>>

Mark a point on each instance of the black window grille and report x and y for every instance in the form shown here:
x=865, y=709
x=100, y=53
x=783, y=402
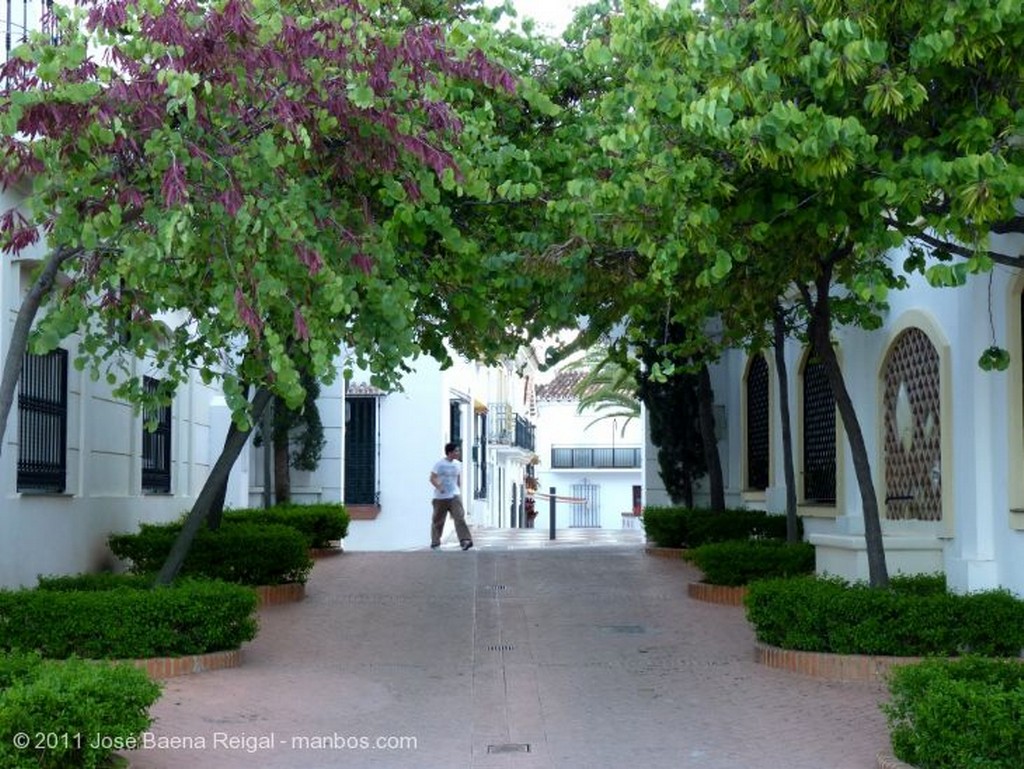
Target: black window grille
x=156, y=444
x=819, y=435
x=360, y=451
x=42, y=423
x=757, y=425
x=480, y=458
x=564, y=458
x=455, y=421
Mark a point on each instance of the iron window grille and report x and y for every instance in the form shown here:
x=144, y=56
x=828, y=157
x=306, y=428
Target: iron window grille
x=360, y=451
x=819, y=435
x=156, y=443
x=42, y=423
x=757, y=425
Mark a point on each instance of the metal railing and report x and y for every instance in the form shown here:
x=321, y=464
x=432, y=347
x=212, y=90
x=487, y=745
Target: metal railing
x=18, y=17
x=567, y=458
x=508, y=428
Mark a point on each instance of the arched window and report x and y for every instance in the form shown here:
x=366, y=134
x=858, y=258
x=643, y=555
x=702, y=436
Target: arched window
x=758, y=442
x=912, y=429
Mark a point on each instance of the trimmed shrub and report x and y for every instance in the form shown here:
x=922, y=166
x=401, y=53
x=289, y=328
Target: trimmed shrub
x=244, y=553
x=98, y=581
x=321, y=523
x=810, y=613
x=666, y=526
x=965, y=713
x=742, y=561
x=75, y=713
x=193, y=616
x=685, y=527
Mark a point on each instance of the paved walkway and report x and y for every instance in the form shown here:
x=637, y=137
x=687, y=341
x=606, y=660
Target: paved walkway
x=582, y=653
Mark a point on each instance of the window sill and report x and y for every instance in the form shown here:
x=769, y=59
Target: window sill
x=1017, y=520
x=363, y=512
x=812, y=510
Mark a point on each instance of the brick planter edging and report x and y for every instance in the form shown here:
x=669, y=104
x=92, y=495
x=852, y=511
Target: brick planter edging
x=665, y=552
x=315, y=553
x=888, y=761
x=829, y=667
x=171, y=667
x=726, y=595
x=270, y=595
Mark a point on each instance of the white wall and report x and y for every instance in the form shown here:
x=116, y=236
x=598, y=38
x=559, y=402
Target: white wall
x=975, y=544
x=413, y=431
x=558, y=424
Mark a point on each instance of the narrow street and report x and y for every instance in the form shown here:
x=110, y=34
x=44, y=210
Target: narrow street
x=583, y=653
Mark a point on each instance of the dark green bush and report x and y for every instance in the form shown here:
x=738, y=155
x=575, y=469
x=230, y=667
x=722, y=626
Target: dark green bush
x=666, y=526
x=685, y=527
x=75, y=713
x=907, y=620
x=322, y=523
x=193, y=616
x=742, y=561
x=965, y=713
x=243, y=553
x=99, y=581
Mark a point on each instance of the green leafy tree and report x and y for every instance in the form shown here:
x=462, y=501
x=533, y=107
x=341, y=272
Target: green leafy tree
x=241, y=188
x=770, y=150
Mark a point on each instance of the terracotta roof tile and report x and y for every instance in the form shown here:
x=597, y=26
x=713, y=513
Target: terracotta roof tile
x=359, y=389
x=562, y=387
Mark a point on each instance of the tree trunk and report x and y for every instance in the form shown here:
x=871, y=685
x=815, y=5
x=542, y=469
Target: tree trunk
x=778, y=323
x=233, y=444
x=707, y=399
x=819, y=331
x=18, y=342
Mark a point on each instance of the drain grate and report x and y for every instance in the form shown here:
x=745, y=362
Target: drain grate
x=510, y=748
x=625, y=629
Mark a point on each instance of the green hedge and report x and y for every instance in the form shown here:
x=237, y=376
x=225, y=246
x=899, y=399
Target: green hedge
x=321, y=523
x=193, y=616
x=74, y=713
x=951, y=715
x=742, y=561
x=909, y=618
x=244, y=553
x=688, y=527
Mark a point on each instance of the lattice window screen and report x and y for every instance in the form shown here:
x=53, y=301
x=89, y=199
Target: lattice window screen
x=912, y=429
x=757, y=424
x=819, y=435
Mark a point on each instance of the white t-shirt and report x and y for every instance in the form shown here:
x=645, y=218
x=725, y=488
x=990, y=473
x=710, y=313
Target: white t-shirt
x=448, y=472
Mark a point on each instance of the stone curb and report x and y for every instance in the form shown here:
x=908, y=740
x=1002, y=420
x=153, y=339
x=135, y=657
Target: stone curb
x=725, y=595
x=888, y=761
x=665, y=552
x=171, y=667
x=316, y=553
x=845, y=668
x=270, y=595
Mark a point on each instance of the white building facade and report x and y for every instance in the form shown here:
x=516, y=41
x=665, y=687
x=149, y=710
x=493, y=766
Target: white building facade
x=944, y=437
x=594, y=464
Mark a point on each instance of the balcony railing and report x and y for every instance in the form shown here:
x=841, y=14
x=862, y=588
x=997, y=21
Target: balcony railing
x=599, y=458
x=18, y=17
x=508, y=428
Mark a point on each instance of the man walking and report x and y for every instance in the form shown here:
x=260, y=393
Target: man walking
x=446, y=480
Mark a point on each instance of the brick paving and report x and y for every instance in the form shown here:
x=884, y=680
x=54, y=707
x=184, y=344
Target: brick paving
x=585, y=652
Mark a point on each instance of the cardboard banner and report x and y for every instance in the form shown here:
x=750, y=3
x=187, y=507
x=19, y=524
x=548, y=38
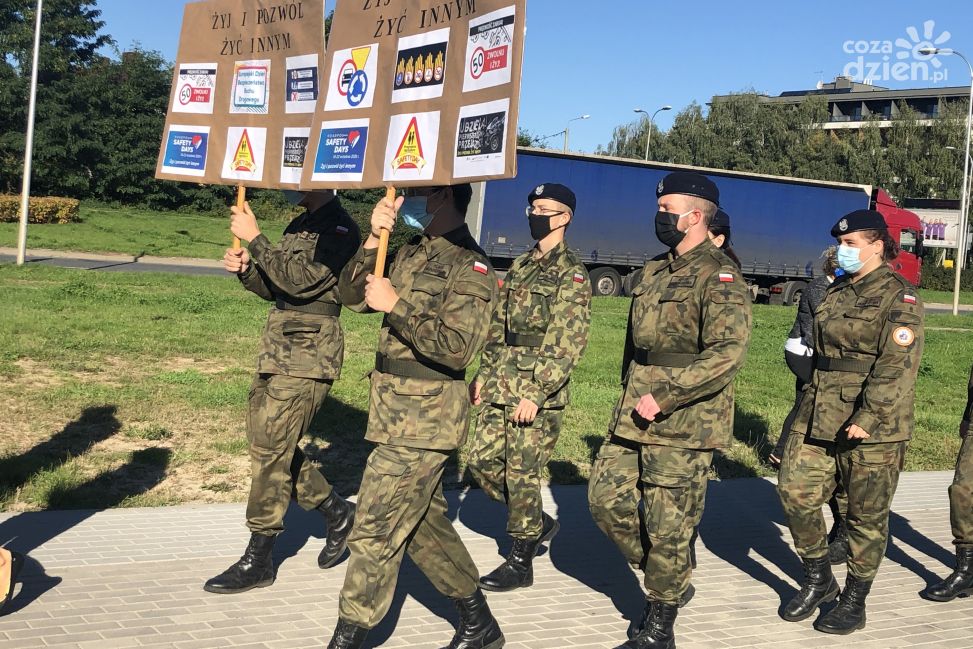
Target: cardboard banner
x=419, y=92
x=245, y=87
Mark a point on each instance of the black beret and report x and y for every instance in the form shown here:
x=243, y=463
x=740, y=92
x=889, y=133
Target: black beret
x=690, y=184
x=857, y=221
x=555, y=192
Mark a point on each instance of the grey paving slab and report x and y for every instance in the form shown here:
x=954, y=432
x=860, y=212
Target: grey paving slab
x=133, y=577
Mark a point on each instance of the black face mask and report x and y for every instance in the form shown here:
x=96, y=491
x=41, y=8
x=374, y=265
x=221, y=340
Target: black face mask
x=540, y=226
x=666, y=230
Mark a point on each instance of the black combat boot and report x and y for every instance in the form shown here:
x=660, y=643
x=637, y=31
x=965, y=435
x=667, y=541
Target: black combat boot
x=518, y=571
x=636, y=627
x=477, y=629
x=838, y=546
x=657, y=632
x=849, y=614
x=347, y=636
x=255, y=569
x=818, y=588
x=958, y=584
x=339, y=514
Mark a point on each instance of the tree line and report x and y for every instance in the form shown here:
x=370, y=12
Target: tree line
x=100, y=121
x=909, y=158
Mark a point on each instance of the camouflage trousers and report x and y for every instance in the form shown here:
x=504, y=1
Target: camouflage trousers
x=961, y=495
x=508, y=461
x=671, y=485
x=869, y=474
x=401, y=508
x=280, y=413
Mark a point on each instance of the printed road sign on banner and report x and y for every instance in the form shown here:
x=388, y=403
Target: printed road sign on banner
x=246, y=83
x=419, y=92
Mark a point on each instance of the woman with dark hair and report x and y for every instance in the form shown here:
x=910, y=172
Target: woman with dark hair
x=856, y=418
x=799, y=356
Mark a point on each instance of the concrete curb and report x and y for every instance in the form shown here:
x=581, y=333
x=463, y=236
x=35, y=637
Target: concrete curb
x=34, y=253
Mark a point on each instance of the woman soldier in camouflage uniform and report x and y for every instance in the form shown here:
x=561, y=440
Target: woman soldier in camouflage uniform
x=856, y=416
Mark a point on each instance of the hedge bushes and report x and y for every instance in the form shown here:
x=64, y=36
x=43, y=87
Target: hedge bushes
x=43, y=209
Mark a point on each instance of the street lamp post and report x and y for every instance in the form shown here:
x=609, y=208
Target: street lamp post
x=29, y=144
x=965, y=199
x=648, y=138
x=567, y=129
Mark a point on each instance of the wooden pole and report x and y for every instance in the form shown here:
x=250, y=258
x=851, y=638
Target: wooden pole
x=383, y=241
x=241, y=198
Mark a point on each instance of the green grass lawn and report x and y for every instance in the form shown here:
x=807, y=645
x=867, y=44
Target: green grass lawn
x=124, y=389
x=135, y=232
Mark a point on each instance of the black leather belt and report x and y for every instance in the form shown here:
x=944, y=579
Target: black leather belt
x=523, y=340
x=826, y=364
x=415, y=370
x=663, y=359
x=314, y=308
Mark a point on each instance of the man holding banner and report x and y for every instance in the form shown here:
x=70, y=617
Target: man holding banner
x=301, y=353
x=437, y=302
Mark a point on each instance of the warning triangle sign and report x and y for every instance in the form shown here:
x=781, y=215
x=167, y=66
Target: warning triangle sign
x=409, y=154
x=243, y=159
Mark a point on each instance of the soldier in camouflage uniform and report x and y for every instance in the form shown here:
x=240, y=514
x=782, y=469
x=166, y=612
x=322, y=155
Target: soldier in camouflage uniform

<<

• Required work:
Give the lines exactly, from the first line of the entries to the line with "x=702, y=436", both ends included. Skip the pictures.

• Solved exercise:
Mark a point on each instance of the black window grille and report x and y for every instance in the form shown here:
x=865, y=709
x=100, y=53
x=783, y=402
Target: black window grille
x=156, y=444
x=819, y=435
x=360, y=451
x=42, y=423
x=757, y=425
x=480, y=458
x=564, y=458
x=455, y=421
Mark a point on each instance of the iron window grille and report x and y for every instance in the form shown here:
x=144, y=56
x=828, y=157
x=306, y=428
Target: iron window grille
x=360, y=451
x=819, y=435
x=156, y=443
x=42, y=423
x=757, y=425
Mark a point on each instance of the metal railing and report x and y for every instance in the form shown here:
x=321, y=464
x=432, y=347
x=212, y=90
x=487, y=745
Target: metal railing
x=18, y=17
x=567, y=458
x=508, y=428
Mark a point on each instance of the arched window and report x and y for every instance in the form shown here:
x=366, y=134
x=858, y=258
x=643, y=555
x=702, y=436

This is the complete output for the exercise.